* [Exercise objective]
Reproduce all of the material below word for word, leaving out the picture.

* [Material for the task]
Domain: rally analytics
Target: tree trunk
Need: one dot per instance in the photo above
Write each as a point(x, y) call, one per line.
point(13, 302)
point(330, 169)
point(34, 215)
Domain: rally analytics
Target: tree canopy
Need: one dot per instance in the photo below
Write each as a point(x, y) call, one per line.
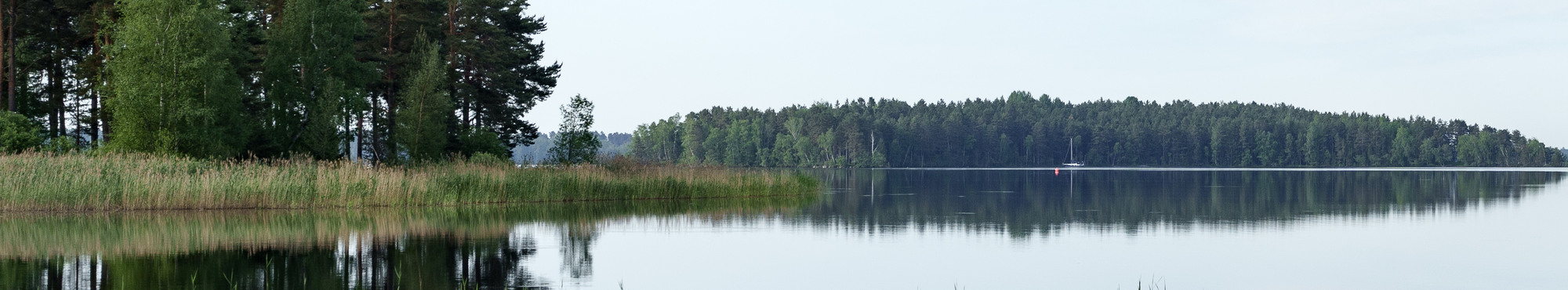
point(266, 79)
point(1023, 131)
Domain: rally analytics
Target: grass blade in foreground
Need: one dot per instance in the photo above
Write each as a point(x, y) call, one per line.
point(145, 183)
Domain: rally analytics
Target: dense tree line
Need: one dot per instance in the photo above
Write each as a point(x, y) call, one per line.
point(540, 151)
point(1022, 131)
point(332, 79)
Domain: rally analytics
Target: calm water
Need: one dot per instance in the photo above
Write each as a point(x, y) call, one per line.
point(869, 230)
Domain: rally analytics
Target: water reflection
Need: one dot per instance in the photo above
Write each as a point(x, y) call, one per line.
point(485, 248)
point(1040, 203)
point(421, 248)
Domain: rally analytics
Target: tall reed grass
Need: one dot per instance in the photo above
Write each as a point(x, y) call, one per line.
point(48, 183)
point(158, 233)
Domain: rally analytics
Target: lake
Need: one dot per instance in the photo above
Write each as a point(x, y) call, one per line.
point(871, 230)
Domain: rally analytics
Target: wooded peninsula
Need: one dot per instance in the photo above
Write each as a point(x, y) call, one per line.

* [Answer to the problem]
Domain: rally analytics
Target: tree trunk
Need: one dot per instance in the photo above
Write each as a point(x, y) call, one per line.
point(13, 302)
point(330, 169)
point(34, 215)
Domain: rally analytics
Target: tree canopy
Need: one dot per instance in the photo below
Write each as a point(x, y) call, one per line.
point(266, 79)
point(1023, 131)
Domain: rally analytics
Target: grass blade in foreground
Need: one dot per instance in the photo above
Write each as a point(x, y) call, one per line.
point(145, 183)
Domain: rally analytics
Target: dense tree line
Need: one dot per instance in the photo above
Write each as a point(x, y) call, one per line.
point(540, 151)
point(1022, 131)
point(332, 79)
Domain: rally analytics
Target: calm water
Need: one dot per instance in the photo above
Write each as a point(x, y) call, one per line.
point(869, 230)
Domain: rally analytics
Target: water reflection
Need: one dot per instance in the photo above
Write each as a point(x, y) call, one per line.
point(485, 248)
point(1040, 203)
point(421, 248)
Domain: rally analytics
Target: tall reed grass
Need: one dot per instance in the photo above
Write each as a point(x, y) call, one per line.
point(48, 183)
point(158, 233)
Domain: rally analytics
Target: lake
Need: one dot per instance in the photo above
Write each as a point(x, y) call, one per line.
point(871, 230)
Domain: rally analytics
Target: wooded peninsula
Need: one dot per instance in the photo above
Write each as a point(x, y) call, one per line.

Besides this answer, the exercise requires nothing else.